◆ 課題 1:
レコードから、文字列「cumulus」を含む行をすべて抜き出してください。

屈折率は、基底準位(HOMO:Highest Occupied Molecular Orbital、SOMO:Single Occupied Molecular Orbital)と励起準位(LUMO:Lowest Unoccupied Molecular Orbital)との間のエネルギーギャップの大きさに関係している。
電子注入部105が量子構造部106の量子ドットに電子を注入すると、屈折率の決定に大きく寄与する最外殻オービタル(すなわち、最高被占分子軌道)の外側に、新たに最外殻オービタル(すなわち、より高エネルギーの最高被占分子軌道)が形成され、この新たな最外殻オービタルが維持されれば大きな屈折率変化の効果を維持することができる。
【0014】
本発明の実施形態においては、電子注入部105が量子構造部106へ電子を注入した後であれば電子が新たな最外殻オービタルに維持されるので屈折率変化素子構造部104の屈折率変化の効果が維持される。したがって、本実施形態の屈折率変化装置では、電子注入後に電子注入部105からエネルギーを注入する必要がなくなる。これは本実施形態の屈折率変化装置を記録装置になぞらえると、光源101A、電子注入部のエネルギー準位制御部105、電子注入部105が書き込み装置、電子が注入される量子構造部106が媒体(屈折率変化媒体)に相当する。
本発明の実施形態の屈折率変化装置及び屈折率変化方法は、屈折率変化の新しいメカニズムを提案するものであり、本発明の実施形態にかかる屈折率変化装置によればこれまでの手法よりも大きな屈折率変化を得ることができる。
【0015】
次に、屈折率変化素子構造部104の構造を図2を参照して説明する。
屈折率変化素子構造部104は、図2に示したように、ITO透明電極105、量子構造部106からなり、量子構造部106はバリア構造部201、複数の量子ドット202からなる。
図2に示すように、ITO透明電極105は2つあり量子構造部106をサンドイッチ状に挟んで保持する。量子構造部106は、例えば、バリア構造部201だけの層と量子ドット202を含んだバリア構造部201の層が積層されている。各ITO透明電極(電子注入部)105は、電子注入部のエネルギー準位制御部103と接続していて、一方のITO透明電極105から量子構造部106に電子がトンネル効果により注入される。また、バリア構造部201は、比誘電率が7以上であることが好ましい。

◆ 元レコード:
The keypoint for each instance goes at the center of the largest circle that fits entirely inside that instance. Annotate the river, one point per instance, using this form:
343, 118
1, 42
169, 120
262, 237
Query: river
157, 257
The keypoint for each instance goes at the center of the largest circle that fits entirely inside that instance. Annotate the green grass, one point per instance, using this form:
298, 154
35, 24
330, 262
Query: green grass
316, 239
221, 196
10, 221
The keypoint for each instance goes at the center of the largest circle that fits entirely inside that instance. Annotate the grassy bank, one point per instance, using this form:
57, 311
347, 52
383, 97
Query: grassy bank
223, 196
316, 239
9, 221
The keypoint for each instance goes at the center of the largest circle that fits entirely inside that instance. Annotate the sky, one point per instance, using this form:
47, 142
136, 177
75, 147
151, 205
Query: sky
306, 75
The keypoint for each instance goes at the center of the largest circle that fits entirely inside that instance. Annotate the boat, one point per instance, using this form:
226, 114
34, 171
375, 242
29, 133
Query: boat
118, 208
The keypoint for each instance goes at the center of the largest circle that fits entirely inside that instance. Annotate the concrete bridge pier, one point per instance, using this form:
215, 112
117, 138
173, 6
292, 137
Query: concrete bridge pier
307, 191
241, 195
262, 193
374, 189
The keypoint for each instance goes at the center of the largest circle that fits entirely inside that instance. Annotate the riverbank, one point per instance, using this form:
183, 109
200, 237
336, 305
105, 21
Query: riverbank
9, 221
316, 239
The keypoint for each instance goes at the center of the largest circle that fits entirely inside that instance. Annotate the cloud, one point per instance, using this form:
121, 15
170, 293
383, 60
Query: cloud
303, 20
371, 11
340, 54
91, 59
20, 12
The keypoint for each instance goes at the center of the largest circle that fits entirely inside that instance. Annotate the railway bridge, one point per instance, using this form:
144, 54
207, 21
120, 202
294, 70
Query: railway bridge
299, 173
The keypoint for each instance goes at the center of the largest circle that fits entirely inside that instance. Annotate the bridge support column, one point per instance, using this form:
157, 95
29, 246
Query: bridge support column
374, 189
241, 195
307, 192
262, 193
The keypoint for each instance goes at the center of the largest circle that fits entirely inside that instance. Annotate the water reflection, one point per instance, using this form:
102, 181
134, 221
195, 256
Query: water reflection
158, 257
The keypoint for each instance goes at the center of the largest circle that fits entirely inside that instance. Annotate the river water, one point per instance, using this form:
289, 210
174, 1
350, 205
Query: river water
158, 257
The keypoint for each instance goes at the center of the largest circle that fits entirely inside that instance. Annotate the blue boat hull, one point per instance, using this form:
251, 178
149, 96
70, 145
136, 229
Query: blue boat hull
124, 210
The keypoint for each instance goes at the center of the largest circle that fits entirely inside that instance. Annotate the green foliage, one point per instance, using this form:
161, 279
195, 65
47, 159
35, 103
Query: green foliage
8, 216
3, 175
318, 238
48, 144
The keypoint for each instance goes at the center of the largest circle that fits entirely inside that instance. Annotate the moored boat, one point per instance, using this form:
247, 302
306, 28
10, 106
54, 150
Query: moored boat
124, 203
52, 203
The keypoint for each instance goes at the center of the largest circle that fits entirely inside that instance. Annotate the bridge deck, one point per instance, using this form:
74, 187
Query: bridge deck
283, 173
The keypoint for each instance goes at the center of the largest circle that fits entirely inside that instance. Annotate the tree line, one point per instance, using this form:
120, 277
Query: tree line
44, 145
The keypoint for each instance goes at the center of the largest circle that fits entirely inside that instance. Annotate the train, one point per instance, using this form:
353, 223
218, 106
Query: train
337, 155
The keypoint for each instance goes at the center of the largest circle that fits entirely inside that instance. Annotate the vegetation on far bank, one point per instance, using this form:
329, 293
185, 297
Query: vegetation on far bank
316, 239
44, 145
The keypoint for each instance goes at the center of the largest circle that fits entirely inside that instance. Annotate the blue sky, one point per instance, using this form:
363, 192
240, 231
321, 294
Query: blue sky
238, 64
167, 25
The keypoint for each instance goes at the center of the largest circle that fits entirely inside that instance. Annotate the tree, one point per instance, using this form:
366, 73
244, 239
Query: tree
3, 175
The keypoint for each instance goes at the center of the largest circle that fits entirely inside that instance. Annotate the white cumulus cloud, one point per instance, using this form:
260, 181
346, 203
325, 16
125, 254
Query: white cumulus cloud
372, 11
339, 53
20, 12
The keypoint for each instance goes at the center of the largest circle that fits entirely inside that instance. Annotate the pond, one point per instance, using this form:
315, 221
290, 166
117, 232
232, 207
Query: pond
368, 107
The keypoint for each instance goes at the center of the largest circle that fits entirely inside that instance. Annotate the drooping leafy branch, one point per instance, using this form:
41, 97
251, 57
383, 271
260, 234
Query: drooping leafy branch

◆ 課題 2:
原文抜粋によると、バリア構造部201の比誘電率はいくつ以上であることが好ましいとされていますか。

◆ 解答全文 1:
The keypoint for each instance goes at the center of the largest circle that fits entirely inside that instance. Annotate the white cumulus cloud, one point per instance, using this form:
Query: white cumulus cloud

◆ 解答全文 2:
7以上です。